Copy the material below word for word, keeping every line the same.

======== RECORDS PROVIDED

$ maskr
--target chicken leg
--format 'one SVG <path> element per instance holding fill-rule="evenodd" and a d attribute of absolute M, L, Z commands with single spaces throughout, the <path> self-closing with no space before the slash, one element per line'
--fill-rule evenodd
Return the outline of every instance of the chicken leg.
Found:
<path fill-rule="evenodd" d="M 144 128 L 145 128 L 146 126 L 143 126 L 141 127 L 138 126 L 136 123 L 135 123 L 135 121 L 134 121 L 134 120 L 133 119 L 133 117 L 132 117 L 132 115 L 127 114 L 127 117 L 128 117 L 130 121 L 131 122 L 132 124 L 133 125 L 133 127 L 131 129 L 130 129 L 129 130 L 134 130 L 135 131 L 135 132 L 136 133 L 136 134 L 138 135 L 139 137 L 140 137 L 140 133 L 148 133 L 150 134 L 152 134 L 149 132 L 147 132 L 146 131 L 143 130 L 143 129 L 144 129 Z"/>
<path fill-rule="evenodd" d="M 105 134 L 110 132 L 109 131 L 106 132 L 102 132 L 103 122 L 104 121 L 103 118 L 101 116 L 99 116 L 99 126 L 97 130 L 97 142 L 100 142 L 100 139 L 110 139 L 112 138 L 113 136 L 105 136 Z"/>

================

- **RESPONSE**:
$ maskr
--target chicken leg
--format 'one SVG <path> element per instance holding fill-rule="evenodd" and a d attribute of absolute M, L, Z commands with single spaces throughout, the <path> self-closing with no space before the slash, one element per line'
--fill-rule evenodd
Return the outline of every instance of the chicken leg.
Found:
<path fill-rule="evenodd" d="M 144 128 L 145 128 L 146 126 L 143 126 L 141 127 L 138 126 L 136 123 L 135 123 L 135 121 L 134 121 L 134 120 L 133 119 L 133 117 L 132 117 L 132 115 L 127 114 L 127 117 L 128 117 L 130 121 L 131 122 L 132 124 L 133 125 L 133 127 L 131 129 L 130 129 L 129 130 L 134 130 L 135 131 L 135 132 L 136 133 L 136 134 L 138 135 L 139 137 L 140 137 L 140 133 L 148 133 L 150 134 L 152 134 L 149 132 L 147 132 L 146 131 L 143 130 L 143 129 L 144 129 Z"/>
<path fill-rule="evenodd" d="M 105 134 L 110 132 L 109 131 L 106 132 L 102 132 L 103 122 L 104 121 L 103 118 L 101 116 L 99 116 L 99 126 L 97 130 L 97 142 L 100 142 L 100 139 L 110 139 L 112 138 L 113 136 L 105 136 Z"/>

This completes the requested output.